◆ **Problem to work on**
Please copy, exactly as they appear below, the lines from the one containing "Where can the white tram" through the one containing "Where can the building window".
*** Opening Data supplied ***
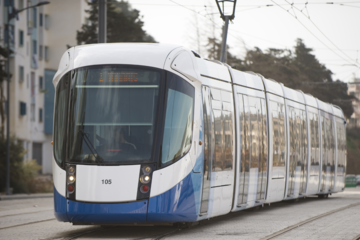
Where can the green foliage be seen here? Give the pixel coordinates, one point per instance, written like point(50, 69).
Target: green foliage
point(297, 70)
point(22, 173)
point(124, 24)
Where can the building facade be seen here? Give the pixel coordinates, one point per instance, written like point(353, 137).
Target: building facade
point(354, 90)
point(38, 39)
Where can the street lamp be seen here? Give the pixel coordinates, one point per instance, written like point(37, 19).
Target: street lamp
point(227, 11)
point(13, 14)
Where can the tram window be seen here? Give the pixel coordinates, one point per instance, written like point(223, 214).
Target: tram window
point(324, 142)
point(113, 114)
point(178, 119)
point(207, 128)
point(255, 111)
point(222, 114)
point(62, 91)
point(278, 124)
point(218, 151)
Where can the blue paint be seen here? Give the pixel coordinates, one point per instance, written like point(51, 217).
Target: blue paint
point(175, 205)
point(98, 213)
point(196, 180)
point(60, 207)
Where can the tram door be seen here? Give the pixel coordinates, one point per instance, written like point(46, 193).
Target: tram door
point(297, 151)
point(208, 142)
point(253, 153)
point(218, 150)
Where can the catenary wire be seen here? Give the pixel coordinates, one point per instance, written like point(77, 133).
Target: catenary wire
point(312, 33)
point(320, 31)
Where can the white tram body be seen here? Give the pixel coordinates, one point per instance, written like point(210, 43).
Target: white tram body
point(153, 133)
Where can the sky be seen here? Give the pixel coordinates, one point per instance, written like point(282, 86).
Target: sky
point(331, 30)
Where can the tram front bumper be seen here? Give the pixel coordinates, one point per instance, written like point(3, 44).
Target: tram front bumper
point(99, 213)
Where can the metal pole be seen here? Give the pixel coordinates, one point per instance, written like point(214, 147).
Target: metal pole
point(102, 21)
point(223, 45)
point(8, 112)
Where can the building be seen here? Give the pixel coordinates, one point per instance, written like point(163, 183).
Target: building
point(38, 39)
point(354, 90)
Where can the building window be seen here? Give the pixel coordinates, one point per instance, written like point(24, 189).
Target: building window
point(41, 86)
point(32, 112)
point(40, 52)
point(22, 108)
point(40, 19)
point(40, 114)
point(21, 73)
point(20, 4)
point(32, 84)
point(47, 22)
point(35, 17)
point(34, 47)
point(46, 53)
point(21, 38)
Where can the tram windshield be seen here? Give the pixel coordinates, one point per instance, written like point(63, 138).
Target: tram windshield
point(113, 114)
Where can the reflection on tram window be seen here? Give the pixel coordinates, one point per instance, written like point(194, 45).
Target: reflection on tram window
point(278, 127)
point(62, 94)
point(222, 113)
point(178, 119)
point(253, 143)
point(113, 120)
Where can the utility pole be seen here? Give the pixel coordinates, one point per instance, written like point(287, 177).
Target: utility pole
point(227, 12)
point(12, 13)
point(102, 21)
*** Closing Data supplied ***
*** Opening Data supplied ***
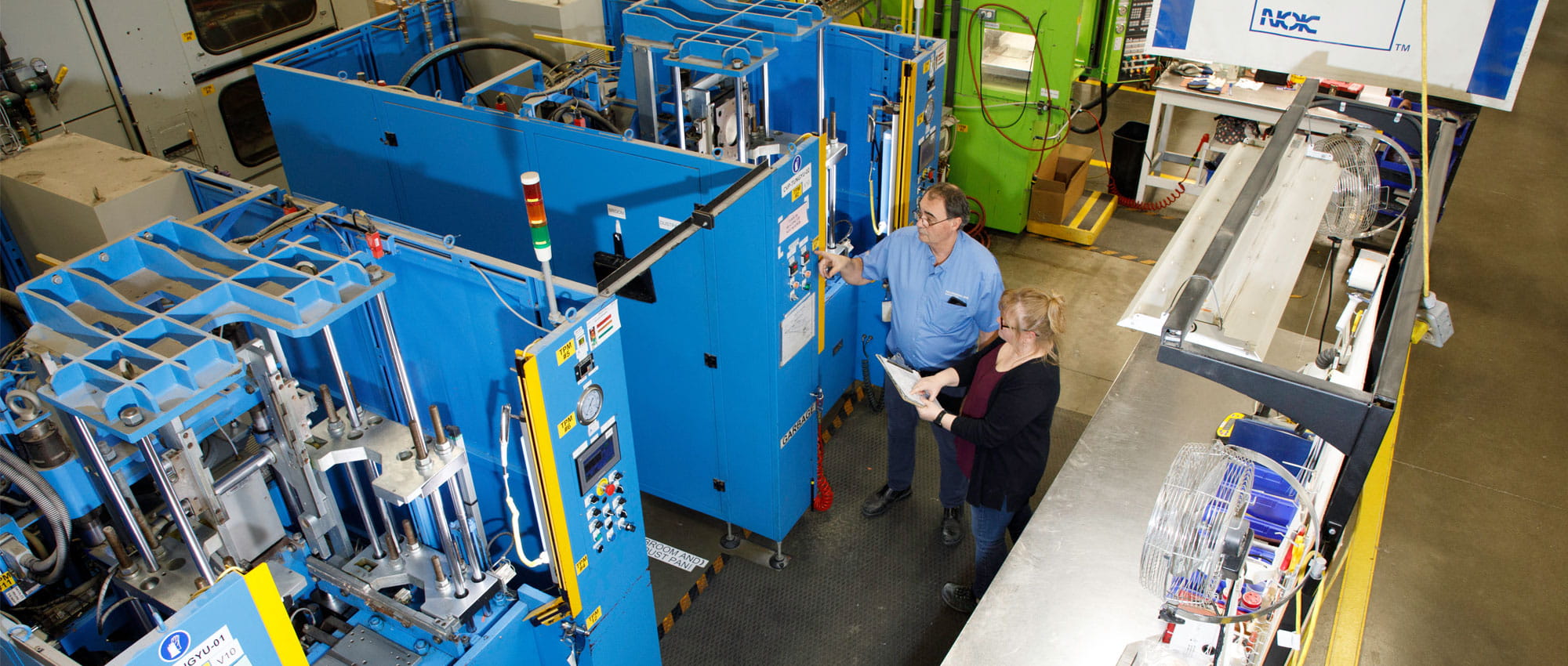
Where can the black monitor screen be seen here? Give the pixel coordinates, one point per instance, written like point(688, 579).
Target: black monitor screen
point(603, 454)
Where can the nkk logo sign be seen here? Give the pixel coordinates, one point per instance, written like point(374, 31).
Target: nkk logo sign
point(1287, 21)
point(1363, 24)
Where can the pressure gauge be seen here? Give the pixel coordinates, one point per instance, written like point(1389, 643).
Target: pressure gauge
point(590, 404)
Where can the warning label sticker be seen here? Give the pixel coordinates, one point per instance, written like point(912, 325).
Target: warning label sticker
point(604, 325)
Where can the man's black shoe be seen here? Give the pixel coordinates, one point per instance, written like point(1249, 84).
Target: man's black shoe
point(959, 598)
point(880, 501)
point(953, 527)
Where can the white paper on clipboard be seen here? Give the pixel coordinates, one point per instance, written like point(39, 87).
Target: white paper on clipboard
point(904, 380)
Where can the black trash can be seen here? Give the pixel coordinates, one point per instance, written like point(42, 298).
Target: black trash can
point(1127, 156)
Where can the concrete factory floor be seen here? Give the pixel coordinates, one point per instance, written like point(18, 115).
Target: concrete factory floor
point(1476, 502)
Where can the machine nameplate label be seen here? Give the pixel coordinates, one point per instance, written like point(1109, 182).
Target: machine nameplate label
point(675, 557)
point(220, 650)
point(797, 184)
*** Closing Data supplied ***
◆ **Your solution**
Where can the white tram body be seen here? Give the pixel coordinates, one point per instance, written like point(210, 43).
Target: white tram body
point(153, 133)
Where can the sky be seen here? Give the pixel coordinates, one point per instance, written like point(282, 86).
Target: sky
point(331, 30)
Where can the tram front bumper be seen here? Give the pixel coordinates, one point per instance, written like point(3, 44).
Target: tram front bumper
point(99, 213)
Where can the metal pole be seen here? Give the pixel coordinates, one point per instance, written like point(214, 147).
Target: metal pole
point(102, 21)
point(223, 45)
point(8, 112)
Where can the building be seen here? Give the pixel coordinates, one point per instance, written like point(163, 183).
Target: building
point(38, 39)
point(354, 90)
Where can the building window be seen here? Give the pixel coordinates, one point per instance, written like point(24, 189).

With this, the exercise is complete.